_Zu lösende Aufgaben:_
(A) Wie lange dauert laut Reisebericht der Flug über die Urwälder bis zum Lake Paniai?
(B) Übertragen Sie aus dem Reisebericht wortgetreu den Abschnitt, der mit „Am zweiten Tag“ beginnt und mit „auf der Insel.“ endet.

_Text des Dokuments:_
Logistische Hürden bei den Flügen
Nach einem elendslangen Flug tauchen in Manado (Nord Sulawesi) gleich die ersten Probleme auf: Wir können nicht wie geplant von Süden, über Timika, ins Basislager fliegen, da die Minengesellschaft keine Genehmigung für einen Hubschrauberflug erteil. Wir müssen von Norden, also über Biak und Nabire nach Enarotali am Lake Paniai fliegen und von dort mit dem Helikopter über die über 4000 m hohen Berge ins Lager zum Zebrarock. Dies bedeutet einen enormen Zeitverlust für uns, da die Flüge auf Neuguinea alle Sichtflüge sind.
Am zweiten Tag drohen wir in Biak, einer Neuguinea nördlich vorgelagerten Insel, fast festzusitzen, da die nötigen Plätze in der Maschine nach Nabire, an der Küste Neuguineas, nicht verkauft wurden. Es gelingt uns schließlich über einen Mittelsmann die restlichen Plätze aufzukaufen und wir landen am dritten Tag auf der Insel.
Beim weiter Flug nach Enarotali müssen wir zuerst die Spritfässer für den Helikopter vorausgeflogen werden, was wir elegant mit einer zusätzlich gecharterten Maschine lösen. Über unendliche Urwälder erreichen wir nach rund einer Stunde Flugzeit den Lake Paniai und den am Südl. Ufer liegenden Ort Enarotali. Die Landepiste ist etwas feucht und wie üblich ist eine unübersehbare Menge Leute da, Flugzeugschauen.

_Angezeigte Daten:_
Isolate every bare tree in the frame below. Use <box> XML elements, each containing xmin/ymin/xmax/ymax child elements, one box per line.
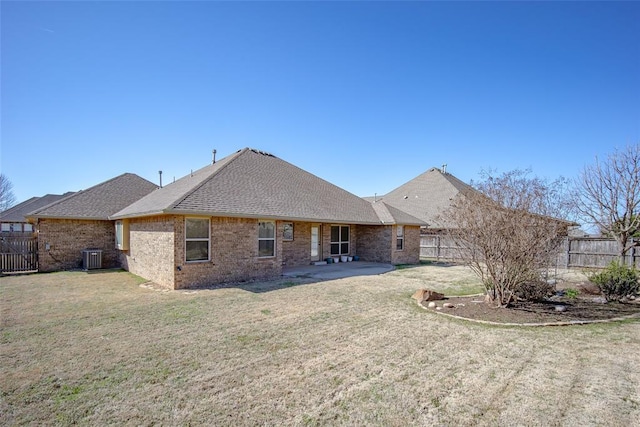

_Lösungen:_
(A) Rund eine Stunde.

(B)
Am zweiten Tag drohen wir in Biak, einer Neuguinea nördlich vorgelagerten Insel, fast festzusitzen, da die nötigen Plätze in der Maschine nach Nabire, an der Küste Neuguineas, nicht verkauft wurden. Es gelingt uns schließlich über einen Mittelsmann die restlichen Plätze aufzukaufen und wir landen am dritten Tag auf der Insel.